/---
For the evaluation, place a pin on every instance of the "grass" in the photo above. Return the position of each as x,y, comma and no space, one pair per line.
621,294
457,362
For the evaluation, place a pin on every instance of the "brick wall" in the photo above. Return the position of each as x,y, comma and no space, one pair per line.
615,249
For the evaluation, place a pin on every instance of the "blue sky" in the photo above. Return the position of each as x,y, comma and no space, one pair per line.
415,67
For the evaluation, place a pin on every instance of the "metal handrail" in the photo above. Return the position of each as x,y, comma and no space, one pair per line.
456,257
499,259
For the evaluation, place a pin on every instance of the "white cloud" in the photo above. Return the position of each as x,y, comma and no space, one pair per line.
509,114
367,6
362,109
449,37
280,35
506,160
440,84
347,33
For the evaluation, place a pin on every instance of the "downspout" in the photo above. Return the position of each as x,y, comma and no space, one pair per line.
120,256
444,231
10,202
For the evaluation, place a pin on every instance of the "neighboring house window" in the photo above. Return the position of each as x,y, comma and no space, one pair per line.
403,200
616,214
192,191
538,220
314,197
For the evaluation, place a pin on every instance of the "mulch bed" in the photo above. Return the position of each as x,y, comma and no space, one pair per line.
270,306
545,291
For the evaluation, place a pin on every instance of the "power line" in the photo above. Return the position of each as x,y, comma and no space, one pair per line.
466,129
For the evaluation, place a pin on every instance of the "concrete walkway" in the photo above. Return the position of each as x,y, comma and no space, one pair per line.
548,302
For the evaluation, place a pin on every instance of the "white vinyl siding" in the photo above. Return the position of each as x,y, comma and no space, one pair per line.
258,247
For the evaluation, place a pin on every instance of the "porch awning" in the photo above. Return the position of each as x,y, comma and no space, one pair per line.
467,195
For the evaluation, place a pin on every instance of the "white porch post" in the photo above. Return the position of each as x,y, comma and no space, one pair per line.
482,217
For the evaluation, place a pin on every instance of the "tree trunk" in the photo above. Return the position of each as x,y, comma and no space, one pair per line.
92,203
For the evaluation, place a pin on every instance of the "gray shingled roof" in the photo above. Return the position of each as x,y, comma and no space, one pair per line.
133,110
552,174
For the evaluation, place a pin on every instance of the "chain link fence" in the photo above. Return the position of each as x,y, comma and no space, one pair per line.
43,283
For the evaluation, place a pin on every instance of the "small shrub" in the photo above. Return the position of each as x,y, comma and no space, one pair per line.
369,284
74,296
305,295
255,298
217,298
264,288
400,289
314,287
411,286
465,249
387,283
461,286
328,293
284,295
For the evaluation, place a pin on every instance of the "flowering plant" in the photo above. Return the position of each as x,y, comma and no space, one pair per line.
\---
DESCRIPTION OF THE TASK ▸
Copy the material above, line for line.

TASK RESULT ▸
For the evaluation, place a pin on every instance of the "grass" in the photo above. Return the position of each as x,y, comma and no space, one pair per line.
621,294
457,362
For the evaluation, place a pin on every instance of the "brick wall" in the photo above. Return the position of each as x,y, comma and no space, one pair per line.
615,249
For the evaluation, place a pin on every instance of the "blue sky" in the photo above. Return the position of each as x,y, comma and no space, one pair per line.
415,67
For the evaluation, place a pin on every instance of the "metal handrail" in the photo above. Return the position of each as x,y, comma and no space, one pair per line.
456,257
499,259
For the evaluation, place a pin on every instance of the "white cloud" in the photo above. Return the position of each as x,y, comma and no space, one pair per line.
509,114
367,6
362,109
449,37
280,35
506,160
440,84
347,33
For the evaluation, place a pin on every instance of the "downspout" in the photo above. Return the position of each as x,y, comma and no space, one pair per line.
120,256
444,231
10,202
For the evaluation, place a pin on every instance of the "neighboring house window" in the photo above. Return the position of each as x,y, comma and no space, one pair per line.
403,200
616,214
192,191
538,220
314,197
For the evaluation, place a pin on every instance of the "mulch bed" in the photo above. Return the position of each as x,y, comma and no space, one pair per line.
270,306
545,291
For the evaluation, place a pin on every instance of the "power line" in the photo above. Return the position of each as x,y, comma and no space, one pair per line.
466,129
For the evaluation, place a pin on every instance of the "concrete walkway" in the photo above. Return the position of each as x,y, comma and no space, one pair per line.
548,302
For the evaluation, place a pin on every instance of the "white vinyl siding" in the photo above. Return the position of each as x,y, comma and no space, one pair per line.
258,247
For the evaluation, place a pin on every instance of the "porch awning" in the photo above. Return the position of each as x,y, comma and no space, one pair per line.
467,195
For the evaluation, place a pin on every instance of the "white porch post" in the photo above. Return the position of each as x,y, comma and no space, one pair per line.
482,217
For the evaluation, place a pin on every instance of the "tree trunk" in the photo above. Return the position of each as x,y, comma and no space, one pair per line.
92,203
For the evaluation, place a pin on every instance of the "gray shingled roof" in the photo above. Return the position of each as x,y, comma and no space, one pair per line.
133,110
552,174
For the evaluation, place a pin on every instance of the "chain link fence" in the photo above. Return the position of each as x,y, comma and no space, one pair per line.
43,283
For the evaluation, place a pin on every instance of the "small shrub" in the photo above. Return the position of each as x,y, comma and no space, one pair per line.
369,284
74,296
305,295
255,298
217,298
264,288
400,289
314,287
411,286
465,249
387,283
461,286
328,293
284,295
For the evaluation, place a pin on every instance of the "flowering plant" in the photo above. Return the position of each as x,y, comma and no space, one pair per line.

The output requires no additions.